▶ **SUPPLIED TEXT**:
Pacific Internet - Ukiah, California

Fusion Fees & Taxes

Regulatory Taxes & Fees

A variety of local, state, and federal items are included with your Pacific Internet bill depending on the exact type of service provided:

  1. California Lifeline Telephone Service Surcharge
  2. California Deaf and Disabled Telecom Program Surcharge
  3. California High Cost Fund-A Surcharge
  4. California High Cost Fund-B Surcharge
  5. California Teleconnect Fund Surcharge
  6. California Advanced Services Fund Surcharge
  7. California 911 Emergency Telephone Users Surcharge
  8. California Public Utility Commission User Fee
  9. Federal Universal Service Fund (FUSF)
  10. Federal Subscriber Line Charge
  11. Federal Interstate Telecommunications Service Provider (ITSP) Fee
  12. FCC Telecommunications Relay Services (TRS)

▶ **RECORDED INFORMATION**:

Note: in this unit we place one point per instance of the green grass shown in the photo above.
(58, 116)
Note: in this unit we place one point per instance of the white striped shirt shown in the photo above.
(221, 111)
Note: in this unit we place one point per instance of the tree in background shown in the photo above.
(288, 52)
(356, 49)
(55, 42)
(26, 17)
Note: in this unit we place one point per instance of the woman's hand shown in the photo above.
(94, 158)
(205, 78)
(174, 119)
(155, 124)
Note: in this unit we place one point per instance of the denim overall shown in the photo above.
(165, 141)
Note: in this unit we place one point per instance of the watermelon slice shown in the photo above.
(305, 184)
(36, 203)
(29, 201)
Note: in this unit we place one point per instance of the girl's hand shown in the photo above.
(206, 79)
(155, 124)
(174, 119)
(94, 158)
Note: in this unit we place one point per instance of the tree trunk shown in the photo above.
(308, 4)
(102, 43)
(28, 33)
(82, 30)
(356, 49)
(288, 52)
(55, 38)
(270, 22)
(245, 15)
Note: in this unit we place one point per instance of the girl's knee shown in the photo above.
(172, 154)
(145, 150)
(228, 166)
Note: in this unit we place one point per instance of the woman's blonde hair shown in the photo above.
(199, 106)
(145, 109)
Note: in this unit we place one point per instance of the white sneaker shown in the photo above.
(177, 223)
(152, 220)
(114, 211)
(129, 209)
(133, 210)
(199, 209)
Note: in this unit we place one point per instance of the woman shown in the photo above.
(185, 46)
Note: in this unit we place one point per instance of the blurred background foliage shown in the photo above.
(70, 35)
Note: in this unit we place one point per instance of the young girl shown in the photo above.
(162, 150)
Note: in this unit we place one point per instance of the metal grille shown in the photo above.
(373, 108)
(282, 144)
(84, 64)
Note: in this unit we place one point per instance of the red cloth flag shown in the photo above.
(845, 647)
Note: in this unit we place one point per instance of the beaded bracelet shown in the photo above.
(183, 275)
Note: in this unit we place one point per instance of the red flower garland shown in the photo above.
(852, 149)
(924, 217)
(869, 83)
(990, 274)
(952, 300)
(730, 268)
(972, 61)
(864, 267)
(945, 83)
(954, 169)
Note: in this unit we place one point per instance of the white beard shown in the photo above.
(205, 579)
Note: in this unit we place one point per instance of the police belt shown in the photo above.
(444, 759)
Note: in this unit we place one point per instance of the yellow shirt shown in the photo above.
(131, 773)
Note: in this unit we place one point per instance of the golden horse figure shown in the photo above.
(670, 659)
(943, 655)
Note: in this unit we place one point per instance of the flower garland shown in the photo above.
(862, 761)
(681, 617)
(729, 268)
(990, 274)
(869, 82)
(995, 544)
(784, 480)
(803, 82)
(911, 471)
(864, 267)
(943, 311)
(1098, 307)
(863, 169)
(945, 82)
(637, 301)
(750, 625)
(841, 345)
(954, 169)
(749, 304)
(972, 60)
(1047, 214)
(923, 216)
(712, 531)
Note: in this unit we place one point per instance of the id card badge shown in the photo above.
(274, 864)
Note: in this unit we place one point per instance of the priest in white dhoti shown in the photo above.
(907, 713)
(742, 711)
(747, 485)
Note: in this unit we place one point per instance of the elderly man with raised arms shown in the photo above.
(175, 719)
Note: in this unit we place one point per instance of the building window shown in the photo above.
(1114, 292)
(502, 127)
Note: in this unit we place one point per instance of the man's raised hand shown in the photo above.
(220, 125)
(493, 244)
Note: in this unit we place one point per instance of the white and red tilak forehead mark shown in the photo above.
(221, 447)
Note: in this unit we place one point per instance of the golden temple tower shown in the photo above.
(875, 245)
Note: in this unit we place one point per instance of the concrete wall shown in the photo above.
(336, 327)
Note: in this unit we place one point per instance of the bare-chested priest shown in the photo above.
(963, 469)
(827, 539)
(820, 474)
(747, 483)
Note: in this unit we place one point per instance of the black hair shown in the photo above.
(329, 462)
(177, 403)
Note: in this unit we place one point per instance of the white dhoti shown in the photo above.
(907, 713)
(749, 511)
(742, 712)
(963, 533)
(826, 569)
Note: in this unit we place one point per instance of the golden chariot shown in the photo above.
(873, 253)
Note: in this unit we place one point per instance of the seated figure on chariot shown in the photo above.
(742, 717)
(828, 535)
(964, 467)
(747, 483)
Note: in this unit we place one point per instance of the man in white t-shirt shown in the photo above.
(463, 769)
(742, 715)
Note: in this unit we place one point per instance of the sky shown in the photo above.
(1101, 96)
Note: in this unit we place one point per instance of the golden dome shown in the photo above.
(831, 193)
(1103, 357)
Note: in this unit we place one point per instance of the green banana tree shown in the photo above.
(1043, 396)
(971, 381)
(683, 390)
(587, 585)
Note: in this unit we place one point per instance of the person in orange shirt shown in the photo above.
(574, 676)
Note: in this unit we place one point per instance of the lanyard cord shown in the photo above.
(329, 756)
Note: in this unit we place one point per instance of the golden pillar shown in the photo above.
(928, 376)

▶ **WHAT YOU WILL DO**:
[a] Reproduce the Pacific Internet fees page word for word, starting at "1. California Lifeline" and ending at "Service Fund (FUSF)".
[b] Count how many lines of the rows contain the string "white", treating uppercase and lowercase as different, and give only the number.

▶ **ANSWERS TO EACH TASK**:
[a]
1. California Lifeline Telephone Service Surcharge
  2. California Deaf and Disabled Telecom Program Surcharge
  3. California High Cost Fund-A Surcharge
  4. California High Cost Fund-B Surcharge
  5. California Teleconnect Fund Surcharge
  6. California Advanced Services Fund Surcharge
  7. California 911 Emergency Telephone Users Surcharge
  8. California Public Utility Commission User Fee
  9. Federal Universal Service Fund (FUSF)

[b] 7